**Instructions for the task**
Write only how many lines of the listing below include the string "rough".

**Provided material**
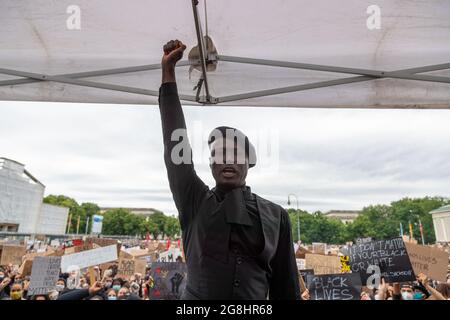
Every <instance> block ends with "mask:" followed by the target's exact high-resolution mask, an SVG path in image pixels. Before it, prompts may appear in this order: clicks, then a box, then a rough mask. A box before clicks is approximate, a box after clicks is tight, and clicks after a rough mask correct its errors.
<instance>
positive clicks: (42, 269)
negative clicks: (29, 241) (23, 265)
mask: <svg viewBox="0 0 450 320" xmlns="http://www.w3.org/2000/svg"><path fill="white" fill-rule="evenodd" d="M60 266H61V257H36V258H34V261H33V268H32V269H31V281H30V287H29V288H28V295H29V296H33V295H38V294H47V293H49V292H50V291H52V290H54V289H55V288H56V282H57V281H58V279H59V269H60Z"/></svg>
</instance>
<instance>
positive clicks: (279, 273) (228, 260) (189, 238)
mask: <svg viewBox="0 0 450 320" xmlns="http://www.w3.org/2000/svg"><path fill="white" fill-rule="evenodd" d="M185 49H186V46H185V45H183V44H182V43H181V42H180V41H178V40H176V41H170V42H168V43H167V44H166V45H165V46H164V55H163V58H162V85H161V88H160V94H159V108H160V112H161V121H162V129H163V139H164V161H165V164H166V168H167V174H168V178H169V185H170V189H171V191H172V194H173V199H174V201H175V205H176V207H177V209H178V212H179V220H180V225H181V229H182V238H183V245H184V250H185V257H186V263H187V268H188V274H187V285H186V290H185V291H184V293H183V296H182V298H183V299H260V300H264V299H300V289H299V282H298V281H299V280H298V270H297V264H296V261H295V254H294V248H293V243H292V235H291V225H290V221H289V216H288V214H287V212H286V211H285V210H284V209H283V208H281V207H280V206H279V205H276V204H274V203H272V202H270V201H268V200H265V199H263V198H261V197H259V196H258V195H256V194H253V193H252V192H251V190H250V187H248V186H246V184H245V179H246V176H247V171H248V169H249V168H250V167H253V166H254V165H255V164H256V154H255V149H254V147H253V145H252V144H251V143H250V141H249V139H248V138H247V137H246V136H245V135H244V134H243V133H242V132H240V131H239V130H237V129H234V128H230V127H219V128H216V129H215V130H214V131H213V132H212V133H211V135H210V137H209V139H208V144H209V146H210V149H211V165H210V166H211V171H212V174H213V177H214V179H215V181H216V186H215V188H213V189H209V188H208V186H206V185H205V184H204V183H203V181H202V180H201V179H200V178H199V177H198V176H197V174H196V172H195V170H194V166H193V163H192V150H191V147H190V144H189V141H188V138H187V132H186V123H185V120H184V115H183V110H182V108H181V104H180V100H179V97H178V91H177V85H176V81H175V65H176V63H177V61H179V60H180V59H181V58H182V56H183V52H184V50H185Z"/></svg>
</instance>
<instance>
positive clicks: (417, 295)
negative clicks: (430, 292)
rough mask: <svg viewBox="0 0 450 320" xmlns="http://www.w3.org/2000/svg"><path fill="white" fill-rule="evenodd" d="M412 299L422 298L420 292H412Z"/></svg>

**Response box**
2